Some Simple Solutions to Beds in Sheds

Eric Pickles has said existing powers on the ‘Beds with Sheds’ issue are ‘more than adequate’ and said one council who he would not name (though he was referring to Bristol) had let the issue get out of hand.

But the problem is rapidly spreading outside the area of Ealing west through to Slough where it had become endemic.

Rather than existing powers being more than adequate it is an enforcement nightmare.  A good test is whether or not it is easy to tell whether a breach has occurred, here you cant.  Why?

  • You can build under PD up to an incredible 50% of a garden area – back garden monsters.
  • The rules on ancillary accommodation and use for sleeping are vague.  And made much worse by the 2008 reforms does ‘a purpose incidental to the enjoyment of the dwelling house’ include sleeping accommodation and kitchens?  The appeals cases here are all over the place, there is no consistent pattern.  Some say its ok to have rooms for guest but not permanent self contained accommodation.  Some say its ok to have toilets and kitchens others not.  Working for one rich client who wanted to max out the potential of his many homes I had to find out which local authorities kept a close eye and this and those which didn;t, but it didnt really matter as you took pot luck on appeal.  Hence it is very difficult to prove that accommodation is not ‘incidental’ especially when the occupants cant speak English and the owner claims they are all his cousins.
  • You cant use PCNs as a fishing expedition, there is caselaw on this, there has to be a prima faci case.  If an owner claims it is incidental then there is little you can do, a neighbours complaint is not enough.  You cant even use powers of entry if on oath the owner says there has been no breach.  Article 8 of the Human Rights convention is relevant here on privacy of family life (see the Scottish RTPI Handbook).
  • You cant tell when a breach has occurred, the four year rule again.  The Localism Act will help here on ‘concealed’ breachs, but as it is not retrospective this will have no effect for four years.

▬▬▬

• TASK OBJECTIVE: Please quote the beds-in-sheds passage word for word between "Eric Pickles has" and "back garden monsters.", inclusive.

• MATERIAL PROVIDED:
▬▬▬

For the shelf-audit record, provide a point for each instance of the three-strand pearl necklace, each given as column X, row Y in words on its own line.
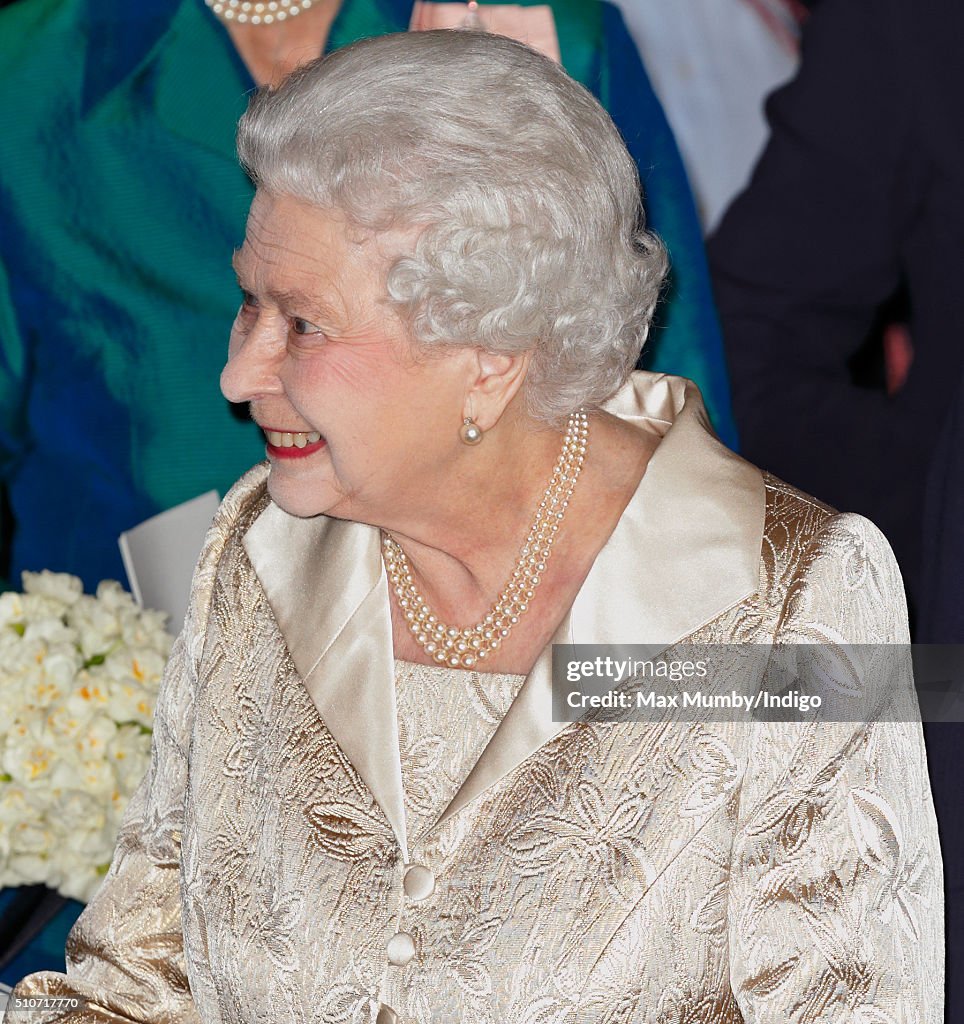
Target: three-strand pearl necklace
column 257, row 11
column 464, row 647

▬▬▬

• SOLUTION TO THE EXERCISE:
Eric Pickles has said existing powers on the ‘Beds with Sheds’ issue are ‘more than adequate’ and said one council who he would not name (though he was referring to Bristol) had let the issue get out of hand.

But the problem is rapidly spreading outside the area of Ealing west through to Slough where it had become endemic.

Rather than existing powers being more than adequate it is an enforcement nightmare.  A good test is whether or not it is easy to tell whether a breach has occurred, here you cant.  Why?

  • You can build under PD up to an incredible 50% of a garden area – back garden monsters.